* WRITTEN EXERCISE: Please reproduce every item below line for line, leaving out the pictures.

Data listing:
################
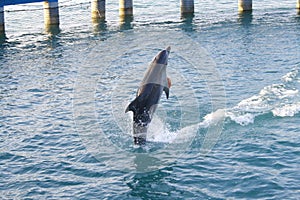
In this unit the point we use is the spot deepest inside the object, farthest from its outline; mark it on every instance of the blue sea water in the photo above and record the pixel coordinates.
(230, 129)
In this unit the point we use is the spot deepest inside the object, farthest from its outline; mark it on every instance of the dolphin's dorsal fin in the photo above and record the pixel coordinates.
(132, 106)
(166, 89)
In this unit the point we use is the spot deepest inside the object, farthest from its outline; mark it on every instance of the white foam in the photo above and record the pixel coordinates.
(289, 110)
(291, 76)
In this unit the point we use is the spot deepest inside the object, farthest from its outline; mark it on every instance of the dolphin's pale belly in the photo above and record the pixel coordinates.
(148, 100)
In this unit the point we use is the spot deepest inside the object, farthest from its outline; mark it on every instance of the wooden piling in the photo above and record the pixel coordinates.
(51, 16)
(186, 6)
(2, 26)
(125, 8)
(245, 5)
(98, 9)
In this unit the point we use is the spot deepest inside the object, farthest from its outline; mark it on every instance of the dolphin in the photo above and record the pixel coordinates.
(155, 81)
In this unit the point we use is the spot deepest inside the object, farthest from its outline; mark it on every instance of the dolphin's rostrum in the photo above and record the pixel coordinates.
(148, 95)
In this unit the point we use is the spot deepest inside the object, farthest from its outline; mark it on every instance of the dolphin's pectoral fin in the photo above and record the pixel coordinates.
(166, 89)
(133, 105)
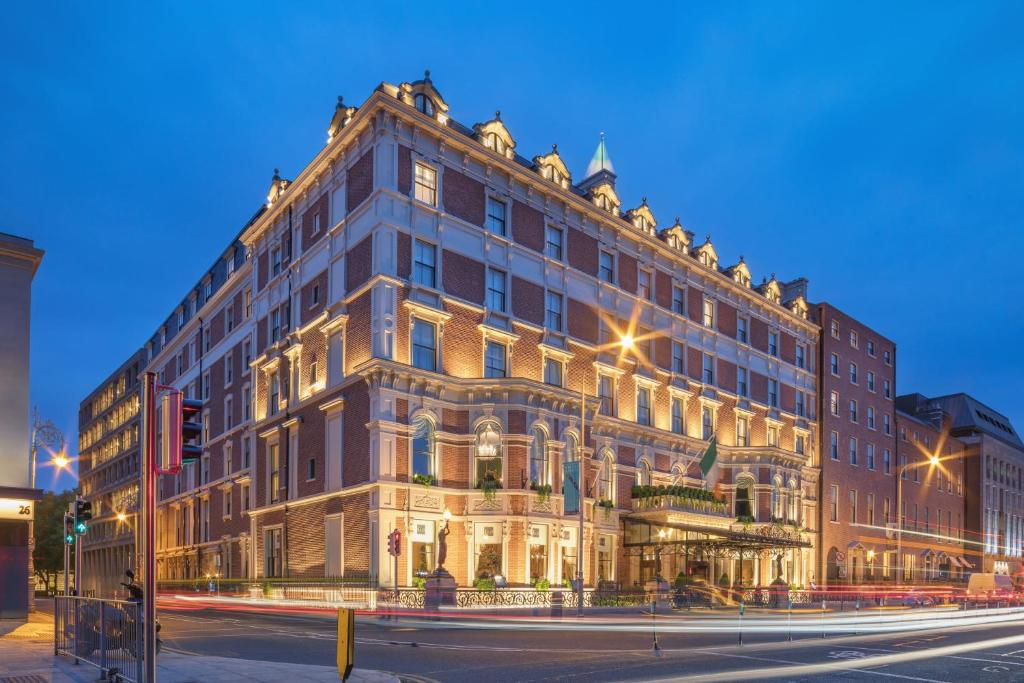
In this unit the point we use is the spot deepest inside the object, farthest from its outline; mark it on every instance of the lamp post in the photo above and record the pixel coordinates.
(44, 434)
(626, 344)
(933, 461)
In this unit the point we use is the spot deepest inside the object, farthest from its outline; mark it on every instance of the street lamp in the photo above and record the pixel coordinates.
(626, 343)
(933, 461)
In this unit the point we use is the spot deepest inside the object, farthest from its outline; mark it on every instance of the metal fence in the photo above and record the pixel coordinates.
(105, 634)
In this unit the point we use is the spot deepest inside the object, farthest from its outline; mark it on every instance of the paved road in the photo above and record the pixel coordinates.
(538, 650)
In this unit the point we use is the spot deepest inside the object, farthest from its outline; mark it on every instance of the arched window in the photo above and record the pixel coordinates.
(643, 474)
(423, 449)
(794, 515)
(539, 458)
(488, 453)
(776, 498)
(605, 487)
(571, 449)
(424, 103)
(744, 497)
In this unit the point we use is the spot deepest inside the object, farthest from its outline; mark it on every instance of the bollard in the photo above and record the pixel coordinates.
(791, 620)
(741, 622)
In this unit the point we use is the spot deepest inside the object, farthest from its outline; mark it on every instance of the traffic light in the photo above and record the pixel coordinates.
(83, 513)
(192, 429)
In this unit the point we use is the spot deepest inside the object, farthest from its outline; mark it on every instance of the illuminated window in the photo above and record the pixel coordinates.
(426, 184)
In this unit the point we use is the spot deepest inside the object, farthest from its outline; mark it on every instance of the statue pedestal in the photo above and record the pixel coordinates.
(439, 590)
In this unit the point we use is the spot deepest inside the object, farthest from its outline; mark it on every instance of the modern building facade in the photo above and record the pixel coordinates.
(109, 472)
(406, 336)
(933, 503)
(19, 260)
(857, 370)
(993, 464)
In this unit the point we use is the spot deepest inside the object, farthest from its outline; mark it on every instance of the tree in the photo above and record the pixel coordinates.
(47, 556)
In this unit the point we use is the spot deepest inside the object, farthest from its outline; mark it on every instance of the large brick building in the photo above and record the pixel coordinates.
(404, 330)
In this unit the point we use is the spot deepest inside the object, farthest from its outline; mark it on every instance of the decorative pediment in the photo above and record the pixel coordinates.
(278, 187)
(494, 135)
(706, 254)
(739, 272)
(771, 290)
(676, 237)
(604, 197)
(425, 97)
(551, 167)
(342, 115)
(799, 306)
(642, 217)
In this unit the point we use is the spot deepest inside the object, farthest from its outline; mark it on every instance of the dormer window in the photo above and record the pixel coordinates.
(423, 103)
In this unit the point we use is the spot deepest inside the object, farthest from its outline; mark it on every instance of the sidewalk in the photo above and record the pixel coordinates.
(27, 654)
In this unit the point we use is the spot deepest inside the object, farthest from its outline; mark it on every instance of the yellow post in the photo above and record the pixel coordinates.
(346, 641)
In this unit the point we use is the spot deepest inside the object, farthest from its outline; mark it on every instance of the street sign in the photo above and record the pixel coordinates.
(346, 641)
(16, 508)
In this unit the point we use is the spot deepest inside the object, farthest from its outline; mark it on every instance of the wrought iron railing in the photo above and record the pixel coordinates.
(105, 634)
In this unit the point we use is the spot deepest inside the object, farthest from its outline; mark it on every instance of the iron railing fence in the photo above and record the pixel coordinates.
(105, 634)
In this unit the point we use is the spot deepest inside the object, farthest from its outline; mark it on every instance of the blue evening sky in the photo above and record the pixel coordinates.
(876, 148)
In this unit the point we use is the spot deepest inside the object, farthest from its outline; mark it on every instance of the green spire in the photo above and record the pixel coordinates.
(600, 161)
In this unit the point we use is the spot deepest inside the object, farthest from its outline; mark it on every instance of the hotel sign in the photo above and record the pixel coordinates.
(14, 508)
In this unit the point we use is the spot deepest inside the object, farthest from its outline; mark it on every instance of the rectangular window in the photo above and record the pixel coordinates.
(496, 290)
(553, 243)
(425, 263)
(643, 290)
(553, 311)
(275, 261)
(709, 312)
(606, 266)
(273, 468)
(494, 361)
(679, 300)
(742, 431)
(709, 369)
(678, 416)
(643, 406)
(496, 216)
(426, 184)
(606, 393)
(678, 357)
(424, 345)
(552, 372)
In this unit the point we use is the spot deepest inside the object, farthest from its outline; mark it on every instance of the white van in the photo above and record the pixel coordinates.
(989, 585)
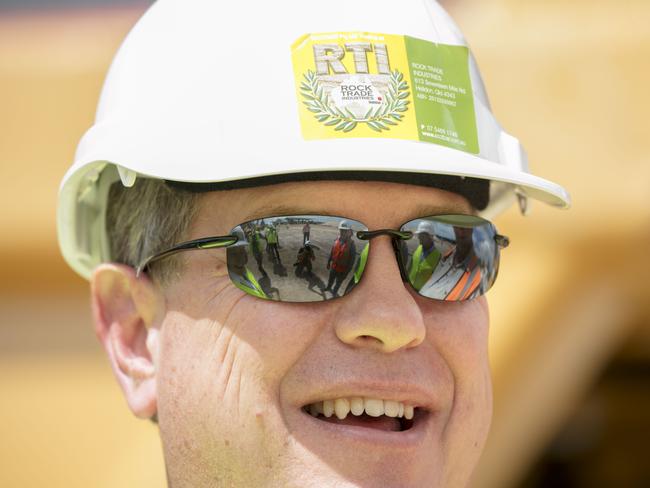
################
* WRITTEN SOLUTION:
In this unit the point we use is the spot deepest inside the object, farthest from its outline; mark it on every instance of the blue sea water in the photo above and record the pixel coordinates.
(230, 129)
In this unit the point we use is the spot deepest inside the object, farthest from its outline; mark it on every instance of the dolphin's dorsal fin in the photo above and record the pixel coordinates.
(132, 106)
(166, 89)
In this unit the point we use is the spot deepest inside the object, farthest from its outline; mark it on every instance of the white foam in the photo above and record the pixel coordinates.
(289, 110)
(291, 76)
In this unit the point we use is the spot deepest inside the object, farthest from its outline; mark it on every instance of the dolphin's pale belly in the photo above and record the pixel coordinates.
(148, 100)
In this unit the point we use is the spot deepest inside the object, farthest from its outline; mark it on every instance of the wooden piling in the photo above and record the pixel coordinates.
(51, 16)
(186, 6)
(2, 26)
(125, 8)
(245, 5)
(98, 9)
In this unit the point we use is the spot deepest inside the object, farthest from its outline; mark it on every instance of the dolphin in the photo above and record the pixel coordinates.
(155, 81)
In this unit the point we use is the spot deepest inside the object, farthest from its outline; mark it on every instance of the dolphin's rostrum in the photo above and record the pixel coordinates.
(148, 95)
In this unit the point we use is the spot deepest inside the object, farthest from its outline; mark it on every instance of the dolphin's pectoral fin in the photo above and record the pixel coordinates.
(166, 89)
(133, 105)
In this unit the point we use is the spot deepest inside the object, farthest from its outline; mark it on every instance of the lamp post in the photo above and record the pixel coordinates.
(44, 434)
(626, 344)
(933, 461)
In this unit the point we use is the spot deepest inside the object, farthest from its outline; mark it on every instance of the street lamp in the photo above and record the pixel coordinates.
(626, 343)
(933, 461)
In this unit the point we use is the spot deepest inside the object, farthest from its outline; mark it on every instance of the metal fence in the photo above and record the pixel coordinates.
(105, 634)
In this unit the point we use is the spot deepest inside the object, farthest from its outline; mark it on every instance of the paved road in the photo above and record the pixel coordinates.
(538, 650)
In this unit the point we use is the spot deepest inside the object, farthest from its outline; mark it on every instance of the arched window in the photo above and record the pixel coordinates.
(643, 474)
(423, 449)
(794, 515)
(539, 458)
(488, 453)
(776, 498)
(605, 487)
(571, 449)
(424, 103)
(744, 497)
In this unit the point we use is the spot deepest inside the object, farthest from its outline; mark it on every instance of the bollard in the photo above and record the pixel coordinates.
(791, 620)
(741, 622)
In this unit the point we use is the spot deepest inside the object, farthest from its outline; mark it on every instance of the traffic light in the photo above and record the pixel coordinates.
(83, 513)
(192, 429)
In this unit the point we use is the spot deepest inside the object, farthest from its outline; mark it on every instance of the illuminated window in the photo above and record the pixel coordinates.
(426, 184)
In this unit the point we use is the spot deepest inside the object, farthest from its outline; mark it on every instance of the statue pedestal in the photo above and record the pixel coordinates.
(439, 590)
In this unit the point we use is the spot deepest inside the object, farthest from its outline; mark it on every instance of the modern building facade in the photo above and record the pixel coordinates.
(109, 472)
(406, 336)
(933, 503)
(19, 260)
(857, 370)
(993, 464)
In this unit the point we use is the spot deepest inside the object, farthest from its outline; mark it on every instance of the tree in the photo above and record the pixel coordinates.
(47, 556)
In this unit the point we use is the spot deepest inside the object, farthest from its outline; mark it on every instance of the large brick building in the photo above and record the pixel coordinates.
(404, 330)
In this unit the point we use is the spot deepest inside the object, farthest from its outline; mark it on every instance of the decorative pediment in the photo above and record the pixel coordinates.
(278, 187)
(494, 135)
(706, 254)
(739, 272)
(771, 290)
(676, 237)
(604, 197)
(425, 97)
(551, 167)
(342, 115)
(799, 306)
(642, 217)
In this unit the point we use is the spot deepest inside the object, farthest from its outline; mark it on every instance of the dormer window in the photo above and record the pixel coordinates.
(423, 103)
In this unit the point we use is the spot deepest inside the object, farthest from its outline; mark it on every instance of the sidewalk in the photo above and record the pixel coordinates.
(27, 654)
In this unit the point we use is the spot deepest inside the object, farthest from its outline; mark it on every instance of the yellow post in the photo above and record the pixel coordinates.
(346, 641)
In this unit the point we use is the spot deepest inside the object, farthest from its outline; mark it on every instance of the street sign in the photo above and record the pixel coordinates.
(346, 641)
(16, 508)
In this unit the point we use is the spot deepest inside the object, farthest from its outline; mark it on every instance of the wrought iron railing in the photo above and record the pixel coordinates.
(105, 634)
In this unit the point we use is the spot deepest inside the object, farthest from its outline; mark it on every instance of the iron railing fence in the photo above and record the pixel coordinates.
(105, 634)
In this unit the point we use is the spot deepest inside the object, farthest from its outline; mark it on every instance of the blue evening sky in the photo above and record the pixel coordinates.
(876, 148)
In this unit the point we use is the spot deepest inside the object, farthest from its outline; mark it on every instance of the green spire in the photo above and record the pixel coordinates.
(600, 161)
In this unit the point we use is the spot deepest inside the object, farthest from its outline; mark it on every instance of the hotel sign in the photo above and record the pixel coordinates.
(14, 508)
In this unit the point we use is the spot deepest inside the object, farthest from its outline; mark it on every instance of the rectangular window in the photo above and record the pixel coordinates.
(496, 290)
(553, 243)
(425, 263)
(643, 290)
(553, 311)
(275, 261)
(709, 312)
(606, 266)
(273, 468)
(494, 361)
(679, 300)
(742, 431)
(709, 369)
(678, 416)
(643, 406)
(496, 216)
(426, 184)
(606, 393)
(678, 357)
(424, 345)
(552, 372)
In this unit the point we use is the spot deepest inside the object, farthest from its outline; mark it on every instance of the white van in the photo above and record the pixel coordinates.
(989, 585)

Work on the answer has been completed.